Task item: Search the records for the string "toilet" and copy every line where it turns up.

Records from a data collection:
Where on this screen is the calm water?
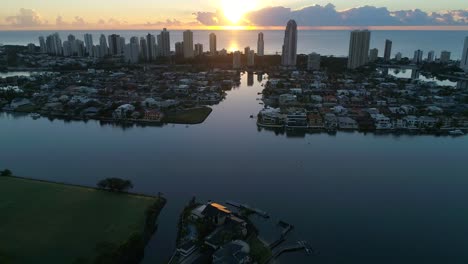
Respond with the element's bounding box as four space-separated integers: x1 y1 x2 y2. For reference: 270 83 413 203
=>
384 68 458 86
1 30 467 59
1 72 468 263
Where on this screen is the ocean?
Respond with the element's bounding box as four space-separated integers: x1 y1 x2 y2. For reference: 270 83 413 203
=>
1 30 467 59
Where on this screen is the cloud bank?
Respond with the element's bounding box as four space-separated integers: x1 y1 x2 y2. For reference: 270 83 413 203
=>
195 4 468 26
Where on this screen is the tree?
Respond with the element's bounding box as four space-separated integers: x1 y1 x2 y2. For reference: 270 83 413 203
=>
97 178 133 192
1 169 12 176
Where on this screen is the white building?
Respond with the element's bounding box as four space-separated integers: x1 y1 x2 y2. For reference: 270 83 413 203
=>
281 20 297 66
209 33 216 55
232 51 241 69
427 50 435 62
84 33 93 56
257 32 264 56
183 30 194 58
157 28 170 57
347 30 371 69
413 49 423 64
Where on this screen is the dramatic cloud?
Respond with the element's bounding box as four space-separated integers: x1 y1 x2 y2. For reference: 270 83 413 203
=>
194 4 468 27
72 16 87 26
5 8 46 27
56 15 68 26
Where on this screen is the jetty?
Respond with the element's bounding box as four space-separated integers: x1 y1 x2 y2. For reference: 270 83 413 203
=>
226 201 270 218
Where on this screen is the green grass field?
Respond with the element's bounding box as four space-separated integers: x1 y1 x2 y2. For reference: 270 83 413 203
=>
164 106 213 124
0 176 160 264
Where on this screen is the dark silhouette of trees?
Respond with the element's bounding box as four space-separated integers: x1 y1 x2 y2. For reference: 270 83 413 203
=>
96 178 133 192
1 169 12 176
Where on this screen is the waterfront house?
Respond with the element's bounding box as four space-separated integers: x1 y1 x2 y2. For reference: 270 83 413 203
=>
286 109 308 128
191 203 231 226
371 114 393 130
212 240 251 264
258 107 284 126
143 110 163 121
338 117 359 130
112 104 135 119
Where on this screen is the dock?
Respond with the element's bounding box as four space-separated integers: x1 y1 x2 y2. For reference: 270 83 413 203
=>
226 201 270 218
272 241 315 258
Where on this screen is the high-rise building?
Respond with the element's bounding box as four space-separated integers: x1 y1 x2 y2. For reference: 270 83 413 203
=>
461 36 468 72
183 30 194 58
281 20 297 66
124 37 140 64
45 33 62 56
307 53 321 71
244 46 250 55
157 28 170 57
139 37 148 61
257 32 264 56
247 50 255 66
99 34 108 57
62 41 72 57
84 34 93 56
440 51 451 63
413 49 423 64
427 51 435 62
233 51 241 69
209 33 216 55
38 36 46 53
347 30 371 69
369 48 379 62
384 39 392 61
395 52 402 61
108 34 121 55
146 33 156 61
175 42 184 57
194 43 203 56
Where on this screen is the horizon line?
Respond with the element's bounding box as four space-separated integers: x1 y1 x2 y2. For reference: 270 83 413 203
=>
0 26 468 32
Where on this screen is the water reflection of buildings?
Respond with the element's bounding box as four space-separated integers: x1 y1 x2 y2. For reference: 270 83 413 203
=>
247 72 254 86
257 73 263 83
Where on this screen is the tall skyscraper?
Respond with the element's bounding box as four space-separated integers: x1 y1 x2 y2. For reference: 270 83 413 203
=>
281 20 297 66
99 34 108 57
440 51 451 63
209 33 217 55
38 36 46 53
413 49 423 64
183 30 194 58
307 53 321 71
233 51 241 69
124 37 140 64
175 42 184 57
158 28 170 57
347 30 371 69
461 37 468 72
244 46 250 55
257 32 264 56
45 33 62 56
194 43 203 56
384 39 392 61
139 37 147 61
146 34 156 61
108 34 121 55
369 48 379 62
427 51 435 62
84 34 93 56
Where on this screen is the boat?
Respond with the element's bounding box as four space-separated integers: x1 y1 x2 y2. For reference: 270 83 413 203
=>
30 113 41 119
448 129 464 136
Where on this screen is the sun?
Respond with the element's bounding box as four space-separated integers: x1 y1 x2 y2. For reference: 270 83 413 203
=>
221 0 257 24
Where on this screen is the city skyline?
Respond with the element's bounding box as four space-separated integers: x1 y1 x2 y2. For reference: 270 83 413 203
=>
0 1 467 30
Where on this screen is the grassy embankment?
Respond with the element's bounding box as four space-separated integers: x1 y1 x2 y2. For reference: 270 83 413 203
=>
0 176 165 264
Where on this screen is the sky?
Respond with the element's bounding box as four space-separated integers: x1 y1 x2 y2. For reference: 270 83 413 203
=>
0 0 467 30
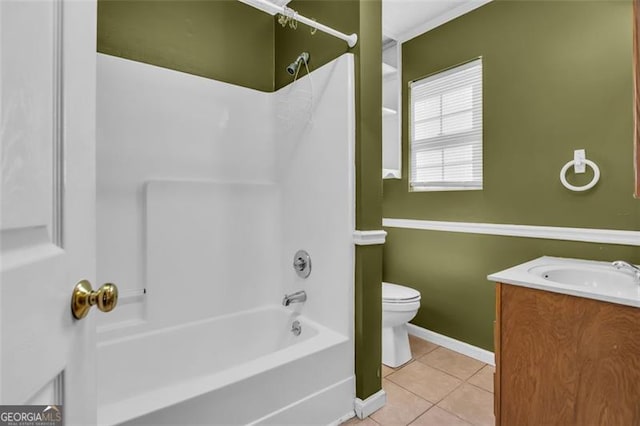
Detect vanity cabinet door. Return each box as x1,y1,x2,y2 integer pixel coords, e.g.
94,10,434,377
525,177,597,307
497,283,640,426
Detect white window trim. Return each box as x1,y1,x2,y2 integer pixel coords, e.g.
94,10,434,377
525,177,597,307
409,58,483,192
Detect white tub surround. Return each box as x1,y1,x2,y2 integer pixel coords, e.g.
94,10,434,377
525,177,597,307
96,53,276,327
277,54,356,337
144,180,280,328
97,53,356,425
488,256,640,308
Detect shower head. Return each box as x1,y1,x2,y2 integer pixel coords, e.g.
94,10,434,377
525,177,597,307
287,52,310,76
286,63,298,75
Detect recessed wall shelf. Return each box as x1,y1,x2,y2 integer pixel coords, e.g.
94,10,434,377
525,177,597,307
383,168,401,179
382,62,397,77
382,39,402,179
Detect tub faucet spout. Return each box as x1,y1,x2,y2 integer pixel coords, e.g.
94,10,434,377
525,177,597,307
283,290,307,306
612,260,640,282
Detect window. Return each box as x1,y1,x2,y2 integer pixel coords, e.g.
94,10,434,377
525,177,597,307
409,58,483,191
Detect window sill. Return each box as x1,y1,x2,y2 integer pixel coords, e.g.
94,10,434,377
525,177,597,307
410,186,483,192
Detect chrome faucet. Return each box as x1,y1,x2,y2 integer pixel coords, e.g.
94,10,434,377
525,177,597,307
282,290,307,306
612,260,640,282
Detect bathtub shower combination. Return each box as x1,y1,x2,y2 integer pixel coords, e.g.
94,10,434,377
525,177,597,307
96,53,356,425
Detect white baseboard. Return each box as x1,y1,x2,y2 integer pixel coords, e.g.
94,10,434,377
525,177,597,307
354,389,387,419
407,323,495,366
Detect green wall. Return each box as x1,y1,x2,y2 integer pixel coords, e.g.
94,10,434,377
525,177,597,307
384,230,640,350
98,0,275,91
354,0,383,400
98,0,383,401
383,0,640,351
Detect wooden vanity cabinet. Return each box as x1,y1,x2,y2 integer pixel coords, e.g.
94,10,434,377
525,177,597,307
494,283,640,426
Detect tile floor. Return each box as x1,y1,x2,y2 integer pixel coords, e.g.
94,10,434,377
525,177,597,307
344,335,495,426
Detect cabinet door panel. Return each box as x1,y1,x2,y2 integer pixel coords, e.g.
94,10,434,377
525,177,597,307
500,284,640,426
574,302,640,425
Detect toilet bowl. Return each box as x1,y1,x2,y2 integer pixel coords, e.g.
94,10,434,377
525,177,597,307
382,282,421,367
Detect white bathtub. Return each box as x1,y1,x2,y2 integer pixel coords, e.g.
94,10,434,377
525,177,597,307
97,306,354,426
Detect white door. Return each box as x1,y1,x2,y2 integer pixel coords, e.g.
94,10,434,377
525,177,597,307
1,0,102,424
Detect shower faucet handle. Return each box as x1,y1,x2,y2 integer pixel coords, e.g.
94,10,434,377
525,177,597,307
293,257,307,270
292,250,312,278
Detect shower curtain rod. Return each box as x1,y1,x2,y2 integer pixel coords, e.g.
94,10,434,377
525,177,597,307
238,0,358,48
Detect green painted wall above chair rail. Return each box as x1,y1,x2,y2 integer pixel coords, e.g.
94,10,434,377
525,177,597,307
97,0,276,91
385,0,639,228
383,0,640,352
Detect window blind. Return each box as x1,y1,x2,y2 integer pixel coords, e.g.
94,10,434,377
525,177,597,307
409,58,483,191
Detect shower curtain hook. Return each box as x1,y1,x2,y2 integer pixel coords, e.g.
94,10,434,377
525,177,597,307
310,18,317,35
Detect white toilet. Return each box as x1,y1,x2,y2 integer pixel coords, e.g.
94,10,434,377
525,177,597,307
382,282,421,367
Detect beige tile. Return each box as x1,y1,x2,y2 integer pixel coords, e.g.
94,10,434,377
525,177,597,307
387,360,462,403
409,406,471,426
382,364,395,378
371,379,432,426
437,383,495,426
417,347,485,380
342,416,380,425
409,335,438,358
468,365,494,393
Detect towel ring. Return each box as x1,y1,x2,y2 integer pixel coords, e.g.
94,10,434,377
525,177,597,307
560,159,600,192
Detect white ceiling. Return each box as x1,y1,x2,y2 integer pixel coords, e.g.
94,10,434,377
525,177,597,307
383,0,492,43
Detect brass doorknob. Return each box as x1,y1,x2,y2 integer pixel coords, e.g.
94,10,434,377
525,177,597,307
71,280,118,320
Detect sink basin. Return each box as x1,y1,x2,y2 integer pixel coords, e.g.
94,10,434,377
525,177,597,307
528,264,638,289
488,256,640,308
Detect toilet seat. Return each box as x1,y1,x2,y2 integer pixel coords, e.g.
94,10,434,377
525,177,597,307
383,282,421,303
383,299,421,312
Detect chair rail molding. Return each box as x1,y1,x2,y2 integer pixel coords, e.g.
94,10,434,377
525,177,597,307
353,230,388,245
383,218,640,246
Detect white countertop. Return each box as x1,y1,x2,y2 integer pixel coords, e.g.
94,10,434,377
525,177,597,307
488,256,640,308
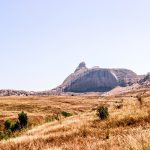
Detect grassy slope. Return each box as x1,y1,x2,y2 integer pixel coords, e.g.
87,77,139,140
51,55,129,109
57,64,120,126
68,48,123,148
0,89,150,150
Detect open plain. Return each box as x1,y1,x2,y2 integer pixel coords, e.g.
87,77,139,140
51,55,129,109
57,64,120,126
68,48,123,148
0,89,150,150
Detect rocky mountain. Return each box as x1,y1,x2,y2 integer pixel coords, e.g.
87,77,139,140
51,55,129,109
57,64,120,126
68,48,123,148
52,62,141,93
139,73,150,87
0,62,149,96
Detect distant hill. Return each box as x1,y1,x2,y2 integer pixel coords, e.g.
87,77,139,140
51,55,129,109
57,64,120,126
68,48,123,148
0,89,52,96
52,62,142,93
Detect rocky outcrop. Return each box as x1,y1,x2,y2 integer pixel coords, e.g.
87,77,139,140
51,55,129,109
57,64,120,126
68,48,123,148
64,68,118,92
139,73,150,87
53,62,140,93
0,90,30,96
0,89,52,96
74,62,87,72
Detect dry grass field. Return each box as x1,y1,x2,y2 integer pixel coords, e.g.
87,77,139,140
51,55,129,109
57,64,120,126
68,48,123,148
0,89,150,150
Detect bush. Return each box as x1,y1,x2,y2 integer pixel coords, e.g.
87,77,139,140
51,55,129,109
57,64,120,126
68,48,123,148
61,111,72,117
4,119,12,130
11,121,20,132
4,119,21,132
97,106,109,120
2,111,28,140
18,111,28,128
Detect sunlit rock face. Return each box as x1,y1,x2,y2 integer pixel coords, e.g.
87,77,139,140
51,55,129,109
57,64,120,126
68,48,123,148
54,62,140,93
64,69,118,92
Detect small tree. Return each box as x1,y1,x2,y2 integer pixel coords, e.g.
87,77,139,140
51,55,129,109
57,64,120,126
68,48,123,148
4,119,12,130
97,106,109,120
18,111,28,128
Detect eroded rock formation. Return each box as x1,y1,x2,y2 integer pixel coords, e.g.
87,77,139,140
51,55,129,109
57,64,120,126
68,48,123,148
53,62,140,93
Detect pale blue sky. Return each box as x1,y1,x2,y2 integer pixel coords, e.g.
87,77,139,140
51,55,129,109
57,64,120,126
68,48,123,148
0,0,150,90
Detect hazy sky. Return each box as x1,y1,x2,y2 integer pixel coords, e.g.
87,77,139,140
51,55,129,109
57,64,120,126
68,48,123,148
0,0,150,91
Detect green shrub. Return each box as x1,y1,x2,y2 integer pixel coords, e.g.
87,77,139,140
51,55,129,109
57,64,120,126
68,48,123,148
97,106,109,120
4,119,12,130
61,111,72,117
18,111,28,128
11,121,20,132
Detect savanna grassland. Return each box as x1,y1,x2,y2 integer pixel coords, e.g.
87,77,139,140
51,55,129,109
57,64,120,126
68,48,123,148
0,89,150,150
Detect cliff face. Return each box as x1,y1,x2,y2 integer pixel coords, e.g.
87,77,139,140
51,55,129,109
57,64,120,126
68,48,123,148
54,62,140,93
64,68,118,92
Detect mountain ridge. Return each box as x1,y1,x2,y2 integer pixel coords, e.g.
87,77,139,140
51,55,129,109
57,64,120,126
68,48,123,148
52,62,142,93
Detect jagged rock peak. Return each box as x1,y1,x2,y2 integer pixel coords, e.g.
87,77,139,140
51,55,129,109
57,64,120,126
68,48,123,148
74,62,87,72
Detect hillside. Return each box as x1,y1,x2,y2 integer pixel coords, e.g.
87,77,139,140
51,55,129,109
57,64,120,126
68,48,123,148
0,89,150,150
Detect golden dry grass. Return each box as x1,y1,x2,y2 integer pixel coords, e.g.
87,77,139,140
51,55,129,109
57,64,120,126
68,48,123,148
0,89,150,150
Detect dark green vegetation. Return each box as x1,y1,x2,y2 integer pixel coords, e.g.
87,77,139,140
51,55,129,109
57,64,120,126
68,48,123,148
1,110,73,140
61,111,72,117
97,106,109,120
4,119,12,131
18,111,28,128
0,111,28,140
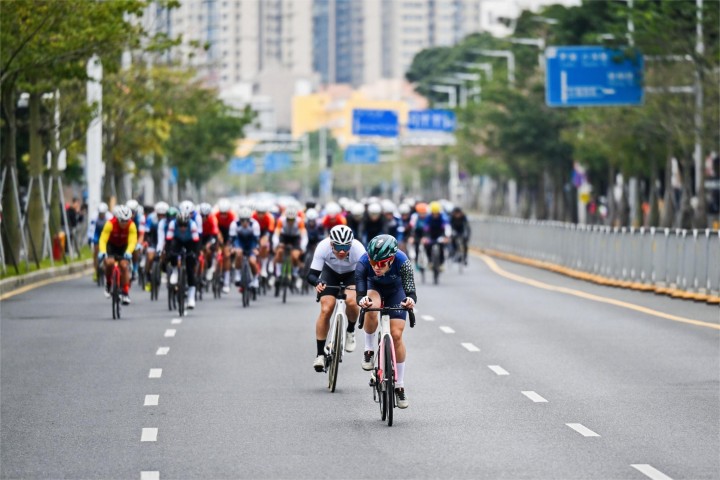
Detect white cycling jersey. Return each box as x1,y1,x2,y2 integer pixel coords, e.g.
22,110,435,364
310,238,366,274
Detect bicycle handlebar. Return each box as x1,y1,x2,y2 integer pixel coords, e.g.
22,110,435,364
315,283,356,302
358,306,415,329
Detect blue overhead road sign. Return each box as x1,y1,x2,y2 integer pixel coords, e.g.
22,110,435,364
352,109,399,137
546,46,643,107
344,144,380,164
228,156,255,175
407,110,456,132
263,152,292,172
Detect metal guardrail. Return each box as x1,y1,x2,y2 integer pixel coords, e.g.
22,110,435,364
470,217,720,297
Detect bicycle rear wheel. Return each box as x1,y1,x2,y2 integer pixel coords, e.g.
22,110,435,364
432,244,441,285
384,335,395,426
112,268,121,320
178,267,186,317
327,316,343,392
241,261,251,307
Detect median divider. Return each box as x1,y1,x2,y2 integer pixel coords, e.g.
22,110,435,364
471,247,720,305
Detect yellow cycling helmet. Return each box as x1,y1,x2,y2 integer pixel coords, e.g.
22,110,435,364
429,201,442,214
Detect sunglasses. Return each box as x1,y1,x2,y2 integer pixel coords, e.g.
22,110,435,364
369,256,394,269
332,243,350,252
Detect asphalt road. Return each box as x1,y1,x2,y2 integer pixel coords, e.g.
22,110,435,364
2,253,718,480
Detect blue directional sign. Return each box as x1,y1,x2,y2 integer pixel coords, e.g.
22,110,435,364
546,46,643,107
263,152,292,172
407,110,457,132
352,109,399,137
344,144,380,164
228,156,255,175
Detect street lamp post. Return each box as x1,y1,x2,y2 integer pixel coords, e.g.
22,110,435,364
472,49,515,86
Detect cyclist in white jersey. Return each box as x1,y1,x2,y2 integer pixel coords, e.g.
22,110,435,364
306,225,366,371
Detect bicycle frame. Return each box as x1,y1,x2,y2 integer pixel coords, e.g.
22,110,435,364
325,295,347,359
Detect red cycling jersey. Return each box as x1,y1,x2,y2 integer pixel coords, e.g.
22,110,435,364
214,211,237,230
252,212,276,235
202,214,220,236
322,214,347,230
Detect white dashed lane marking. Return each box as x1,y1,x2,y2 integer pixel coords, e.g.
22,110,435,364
141,428,158,442
141,471,159,480
164,329,176,337
521,391,548,403
631,464,673,480
439,326,455,334
461,342,480,352
566,423,600,437
148,369,162,379
144,395,159,406
171,318,182,325
421,315,435,321
488,365,509,375
156,347,169,355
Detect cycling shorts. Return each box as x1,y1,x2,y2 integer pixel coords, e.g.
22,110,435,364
318,265,355,298
365,283,407,320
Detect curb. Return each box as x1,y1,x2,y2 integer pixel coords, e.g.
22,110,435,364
472,247,720,306
0,260,94,296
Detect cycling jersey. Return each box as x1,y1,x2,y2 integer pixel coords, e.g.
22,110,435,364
99,217,138,256
166,219,200,244
144,212,165,248
214,211,236,240
273,216,308,250
450,213,470,237
229,218,260,254
202,215,220,237
133,212,147,234
306,222,325,249
424,213,451,240
362,217,385,245
309,238,366,275
321,214,346,231
88,213,111,244
355,250,417,319
252,211,275,236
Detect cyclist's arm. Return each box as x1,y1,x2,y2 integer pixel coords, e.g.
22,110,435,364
98,221,112,255
354,261,370,299
125,222,138,255
190,222,201,254
399,259,418,303
87,217,97,244
299,226,308,251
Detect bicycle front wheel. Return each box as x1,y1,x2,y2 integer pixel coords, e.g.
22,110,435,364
112,268,121,320
178,268,186,317
384,335,395,426
328,316,343,392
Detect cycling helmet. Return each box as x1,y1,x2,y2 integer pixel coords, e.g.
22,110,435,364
167,206,178,220
415,202,428,215
430,201,442,214
199,202,213,216
367,202,382,216
351,203,365,218
218,199,231,213
155,201,169,215
238,206,252,220
325,202,341,216
255,201,269,214
398,203,411,215
367,234,398,261
179,200,194,214
176,211,190,224
305,208,319,221
285,205,298,220
113,205,133,222
329,225,353,246
381,199,396,214
126,199,139,212
98,202,109,214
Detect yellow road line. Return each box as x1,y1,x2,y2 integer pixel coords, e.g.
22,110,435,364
0,269,91,301
476,253,720,331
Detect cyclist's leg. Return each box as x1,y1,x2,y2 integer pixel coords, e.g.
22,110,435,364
119,258,131,295
104,256,115,288
222,243,232,287
316,295,335,352
361,289,381,369
273,244,284,276
234,249,244,285
186,251,197,302
249,252,259,287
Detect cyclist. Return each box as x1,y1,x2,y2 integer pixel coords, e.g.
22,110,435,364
355,234,417,409
306,225,366,371
88,202,111,282
423,201,451,268
408,202,429,264
98,205,137,305
397,203,412,253
272,204,307,295
450,206,470,265
362,202,385,245
346,202,365,241
143,201,168,291
165,203,201,309
252,201,276,287
382,200,403,243
199,202,220,282
229,206,261,290
213,199,235,294
321,202,346,232
126,199,146,281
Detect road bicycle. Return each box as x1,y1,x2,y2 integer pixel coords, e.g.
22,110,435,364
429,240,443,285
451,234,467,274
412,239,428,284
358,304,415,426
167,249,189,316
196,251,206,302
109,257,122,320
315,283,354,393
275,245,295,303
211,248,224,299
238,253,254,308
300,244,317,296
149,258,161,301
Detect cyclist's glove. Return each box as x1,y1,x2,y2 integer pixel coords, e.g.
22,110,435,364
123,252,133,262
358,296,372,308
98,252,107,262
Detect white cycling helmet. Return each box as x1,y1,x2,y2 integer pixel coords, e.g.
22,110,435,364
154,201,169,215
367,202,382,216
329,225,353,246
351,203,365,218
217,199,231,213
238,206,252,220
381,199,396,214
325,202,341,216
285,205,299,220
98,202,109,214
255,201,269,214
126,199,139,212
113,205,133,222
199,202,213,216
179,200,194,214
398,203,411,215
305,208,319,221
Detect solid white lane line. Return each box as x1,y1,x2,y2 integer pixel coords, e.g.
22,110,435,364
156,347,169,356
148,369,162,378
144,395,159,406
631,464,673,480
439,326,455,334
522,391,548,403
164,329,176,337
421,315,435,321
461,342,480,352
488,365,509,375
141,471,159,480
171,318,182,325
141,428,158,442
566,423,600,437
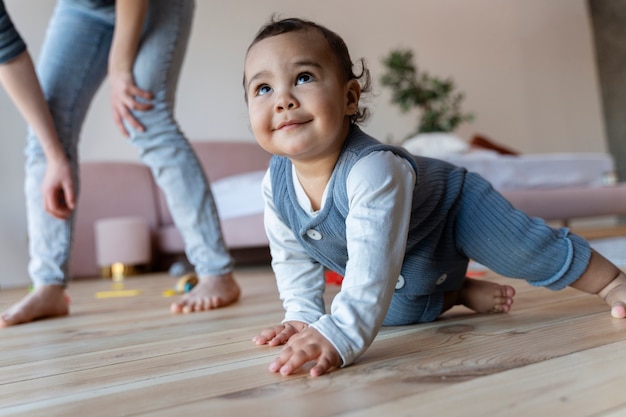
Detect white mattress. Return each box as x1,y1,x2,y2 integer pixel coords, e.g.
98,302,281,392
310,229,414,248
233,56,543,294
401,133,615,190
211,170,265,220
441,152,615,190
210,152,616,220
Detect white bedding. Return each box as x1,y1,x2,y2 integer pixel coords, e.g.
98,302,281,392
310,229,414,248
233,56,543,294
211,150,616,220
211,170,266,220
401,133,615,190
442,151,615,190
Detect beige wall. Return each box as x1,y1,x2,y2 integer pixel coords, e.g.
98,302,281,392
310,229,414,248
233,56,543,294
0,0,606,287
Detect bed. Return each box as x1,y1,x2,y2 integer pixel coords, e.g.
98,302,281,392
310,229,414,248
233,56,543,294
402,133,625,226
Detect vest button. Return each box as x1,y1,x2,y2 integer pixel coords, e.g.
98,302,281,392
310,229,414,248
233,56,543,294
436,273,447,285
395,274,405,290
306,229,322,240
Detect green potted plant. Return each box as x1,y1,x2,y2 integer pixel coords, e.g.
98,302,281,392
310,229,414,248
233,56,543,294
380,49,474,155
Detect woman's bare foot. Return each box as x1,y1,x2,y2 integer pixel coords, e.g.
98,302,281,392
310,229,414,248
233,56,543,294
457,278,515,313
170,272,240,314
0,285,69,327
598,272,626,319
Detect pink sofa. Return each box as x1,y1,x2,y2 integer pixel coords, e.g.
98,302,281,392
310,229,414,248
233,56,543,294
70,139,626,279
70,141,272,278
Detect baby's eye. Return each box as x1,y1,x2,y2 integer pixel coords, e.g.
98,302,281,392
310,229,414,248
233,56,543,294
256,84,272,96
296,73,314,85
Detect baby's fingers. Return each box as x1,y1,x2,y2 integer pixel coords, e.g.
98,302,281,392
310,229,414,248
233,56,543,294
310,351,341,377
610,302,626,319
252,335,269,345
252,325,286,345
269,346,312,376
267,327,297,346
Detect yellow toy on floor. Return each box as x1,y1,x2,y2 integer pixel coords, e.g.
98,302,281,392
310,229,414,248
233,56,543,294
162,273,198,297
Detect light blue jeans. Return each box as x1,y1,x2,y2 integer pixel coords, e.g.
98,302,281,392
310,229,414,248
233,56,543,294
24,0,233,286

Result of the exercise:
Detect toilet bowl. Return each box as x1,y1,x2,y2 integer pixel coords, e.g.
Detect white toilet. Return each box as x1,y1,x2,y2 integer pixel coords, e.g.
Detect toilet seat. Return each box as x1,y1,x2,y2 integer pixel coords, e.g.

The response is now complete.